**GIVEN EXERCISE 1**
List every place the tortoise story says Tommy was found after one of his escapes.
**GIVEN EXERCISE 2**
Write the next part of the runaway tortoise article, starting after its final sentence.

**PROVIDED PASSAGE**
**********
Cathryn with runaway tortoise Tommy

The owner of a runaway tortoise is tightening up security after her 60-year-old pet reached the other end of a busy Borders town.

Cathryn Scott is still unsure how Tommy crossed at least three busy roads, a town centre and a footbridge to end up about a mile away from home.

But the legal services officer from Selkirk is taking no more chances.

Cathryn said: "We are reinforcing his pen by building up the wire netting and creating an overhang."

Despite looking after Tommy for 40 years, Cathryn can only recall a couple of previous escapes before this summer.

He was found within a short walk following both of his breakouts in 2017 - the first on a neighbouring road, and then in a neighbour's garden.

Image caption,

Tommy the tortoise travelled for more than a mile across a busy town before being found

During his two-day great escape last week, Tommy reached the other side of Selkirk.

Cathryn explained: "We had been away in Arran on a long weekend and a friend was looking after him.

"He wasn't in his pen when we got back on the Sunday evening, and despite searching in and around our garden he couldn't be found.

"I put up a post on Facebook for friends to look out for him and the following evening I got a message to say that he had been found walking around the grassy area outside Riverside Nursing Home - that's at the other end of the town.

"We think he's made his own way down to the High Street and someone has helped him with the rest, although it's unlikely we'll ever know for sure."
**********
**DATA SHOWN**
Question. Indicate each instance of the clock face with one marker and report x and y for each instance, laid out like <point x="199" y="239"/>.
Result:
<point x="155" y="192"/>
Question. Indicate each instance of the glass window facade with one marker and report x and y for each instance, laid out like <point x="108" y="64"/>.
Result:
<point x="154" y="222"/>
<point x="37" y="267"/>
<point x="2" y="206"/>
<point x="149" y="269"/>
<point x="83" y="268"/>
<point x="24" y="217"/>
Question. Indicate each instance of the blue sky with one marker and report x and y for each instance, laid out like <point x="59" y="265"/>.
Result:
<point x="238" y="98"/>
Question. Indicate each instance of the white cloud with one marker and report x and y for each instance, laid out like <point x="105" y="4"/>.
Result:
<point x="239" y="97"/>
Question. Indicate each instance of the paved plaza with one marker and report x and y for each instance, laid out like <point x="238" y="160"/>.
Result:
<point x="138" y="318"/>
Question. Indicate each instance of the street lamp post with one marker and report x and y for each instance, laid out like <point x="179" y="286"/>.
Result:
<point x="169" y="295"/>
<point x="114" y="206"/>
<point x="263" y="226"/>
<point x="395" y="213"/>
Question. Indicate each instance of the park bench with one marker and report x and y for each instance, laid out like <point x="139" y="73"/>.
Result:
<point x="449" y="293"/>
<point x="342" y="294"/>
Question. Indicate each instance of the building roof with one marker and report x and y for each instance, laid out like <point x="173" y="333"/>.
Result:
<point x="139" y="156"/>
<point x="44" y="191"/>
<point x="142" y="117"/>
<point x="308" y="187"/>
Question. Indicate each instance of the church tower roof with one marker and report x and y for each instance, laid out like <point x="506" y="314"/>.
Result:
**********
**EXPECTED OUTPUT 1**
- on a neighbouring road
- in a neighbour's garden
- on the grassy area outside Riverside Nursing Home

**EXPECTED OUTPUT 2**
Image source, Gordon Brown/Geograph
Image caption,

Cathryn believes Tommy reached Scotts Place, where he may have been helped through the town centre

It is estimated that tortoises can travel at speeds of up to one kilometre (about half a mile) every three or four hours.

But Tommy still had to manoeuvre his way across the town's busy Scotts Place, High Street and the A7 trunk road before descending either the Green or Forest Road to reach the Ettrick Water.

He also had to cross either the road or foot bridge to reach the Bannerfield area where he was found on Monday evening.

Within days of being returned to his pen, Tommy made another bid for freedom at the weekend.

This time he was found later in the day wandering in the undergrowth at the bottom of a neighbour's garden.

Image caption,

Cathryn and husband, Michael, are building up the fences around Tommy's pen

Cathryn added: "The neighbours are landscaping their garden so he was lucky.

"There's a digger working in there and they are spraying all of the overgrown areas of grass.

"Hopefully this will be the last drama we have with Tommy."